[Collected data]
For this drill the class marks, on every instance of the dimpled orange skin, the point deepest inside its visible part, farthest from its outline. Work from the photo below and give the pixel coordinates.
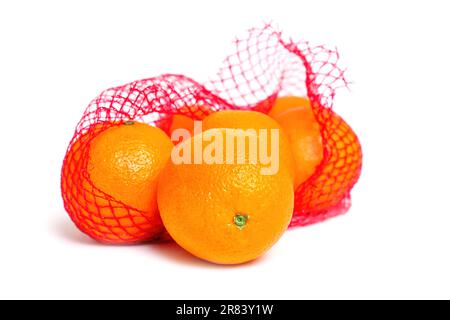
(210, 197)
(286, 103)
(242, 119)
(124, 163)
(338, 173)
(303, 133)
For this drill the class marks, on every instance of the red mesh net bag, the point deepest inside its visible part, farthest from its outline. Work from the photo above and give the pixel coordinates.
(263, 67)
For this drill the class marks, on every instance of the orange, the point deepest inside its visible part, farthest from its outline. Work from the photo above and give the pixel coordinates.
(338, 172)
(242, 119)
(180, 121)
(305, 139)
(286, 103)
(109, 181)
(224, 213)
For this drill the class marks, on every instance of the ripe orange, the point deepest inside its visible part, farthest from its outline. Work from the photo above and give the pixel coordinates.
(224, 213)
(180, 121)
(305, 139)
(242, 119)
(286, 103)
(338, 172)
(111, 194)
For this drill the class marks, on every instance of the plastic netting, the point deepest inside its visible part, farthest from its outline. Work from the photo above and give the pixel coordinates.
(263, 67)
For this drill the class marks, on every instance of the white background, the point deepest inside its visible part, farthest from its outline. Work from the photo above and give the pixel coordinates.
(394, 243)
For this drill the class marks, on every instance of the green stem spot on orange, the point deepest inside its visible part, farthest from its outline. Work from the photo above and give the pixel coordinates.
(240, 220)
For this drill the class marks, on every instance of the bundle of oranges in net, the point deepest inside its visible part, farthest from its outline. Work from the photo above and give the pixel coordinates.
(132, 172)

WHAT IS BEING ASKED –
All of the entries above must be reproduced exactly, and no image may be included.

SOLUTION TO THIS EXERCISE –
For this drill the class marks, on every instance of the dimpled orange skin, the point deepest inside its visible part, farthest from its outline. Work from the photo below and give the pixel coordinates.
(210, 197)
(286, 103)
(242, 119)
(124, 163)
(338, 173)
(303, 133)
For this drill the class marks, on every instance of the red mesh net bag, the point deepest inside its visible part, farthest from its outline. Work from the photo above and give the pixel coordinates.
(263, 67)
For this drill the class marks, on every instance of the orange, the point deepest inside its visible part, farthest from its outline. Work from the photo above and give the pixel coordinates.
(338, 172)
(242, 119)
(180, 121)
(305, 139)
(286, 103)
(109, 181)
(224, 213)
For this drill the class marks, on every instance of the ripe orange, the point deepest inside its visible part, farthest from its outline. Work from the photo above and give the pixel coordinates.
(224, 213)
(180, 121)
(305, 139)
(242, 119)
(286, 103)
(338, 172)
(111, 194)
For this drill the class marks, on every instance of the plastic netting, the point deepest inside its visible part, farthest from its outline. Work from the photo above and give the pixel coordinates.
(263, 67)
For this drill the class marks, on every instance of the white background, the point deepest inside its visible part, farthest from its outline. Work from the photo above and give the pixel coordinates.
(394, 243)
For this drill the class marks, on every instance of the green stem spot on orange, the point deepest inside its visible part, farthest from its outline. Work from the photo above and give the pixel coordinates.
(240, 220)
For this drill the class marks, on every instance of the bundle of oranges in net, the point deepest inside its visible part, farthest from its outline. Work from the photo above and give the pixel coordinates.
(132, 172)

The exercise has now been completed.